## WRITTEN TASK
Do these statements agree with the Big Bang discussion below? (a) The turbo-1 quote says Big Bang theory posits a single center from which the expansion began. (b) The reply compares the early universe to a compact glob that rapidly gets pulled apart in all directions. (c) The reply concludes that the Universe is infinitely wide. Answer yes or no for each and quote the words of the Big Bang discussion that decide it.

I don't think I missed a thing, except the 12 billion years it took me to get there [at near light speed] and hear his explanation of how the universe, to him, appears to be 24 billion years older than it was when he first sent the message.
 
  • #34
turbo-1 said:
It is my understanding (and I stand to be corrected) that the BB theory does not posit ANY center from which the expansion originated.

I'd disagree. BB theory may not precisely require a "point source", probably a better analogy would be a compact glob of silly puddy that rapidly gets pulled apart in all directions with a "center" fuzzed out over time, but the whole point of BB theory is that the universe starts at a particular time in a relatively small geometric region.

Furthermore the model of a homogenous and isotropic Universe forbids us to exist in a "special location" or "special frame of reference" from which such a center could be sensed or from which the direction of such a center could be deduced.

I agree that there would be nothing special about a "center" of the universe (unless you get very Machian). In the same way, the only thing that makes "Four Corners" (CO, UT, AZ, NM) in the U.S.A. special is a little monument. Absent that there is nothing about the place that is significant.

In the BB universe, every observer (regardless of location) is at the most mature spot in the Universe, looking out (and back) toward more distant (and younger) galaxies in every direction.

Of course, every spot is equally "mature", it has just been stretched (imagine, e.g. mapping the rational number line onto the real number line) and of course, everything we see happened in the past. This doesn't however, make the Universe infinitely wide.

## SOURCE MATERIAL

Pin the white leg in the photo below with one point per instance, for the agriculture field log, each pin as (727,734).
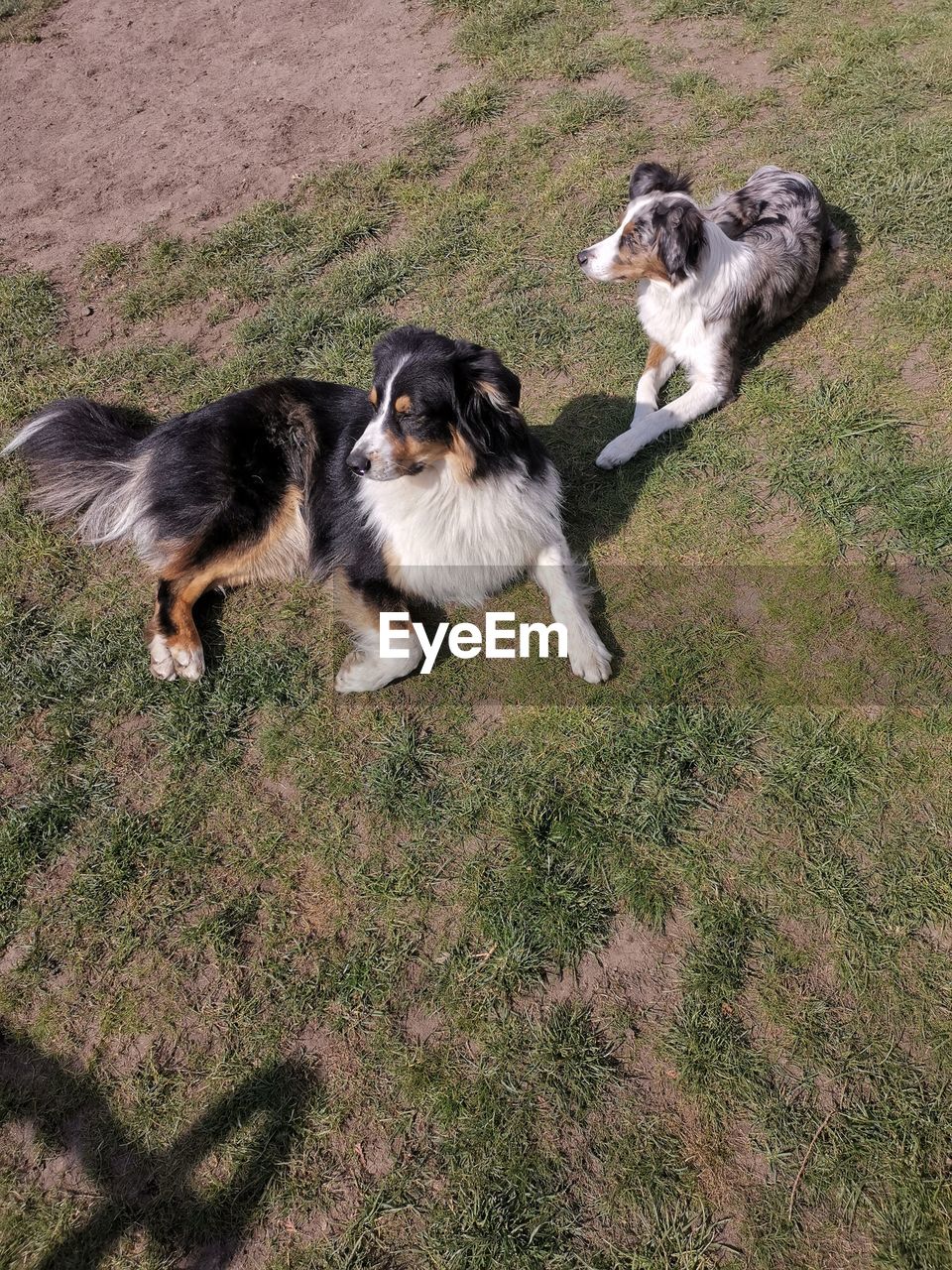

## FULL ANSWER
(a) No: "the BB theory does not posit ANY center from which the expansion originated."
(b) Yes: "a compact glob of silly puddy that rapidly gets pulled apart in all directions"
(c) No: "This doesn't however, make the Universe infinitely wide."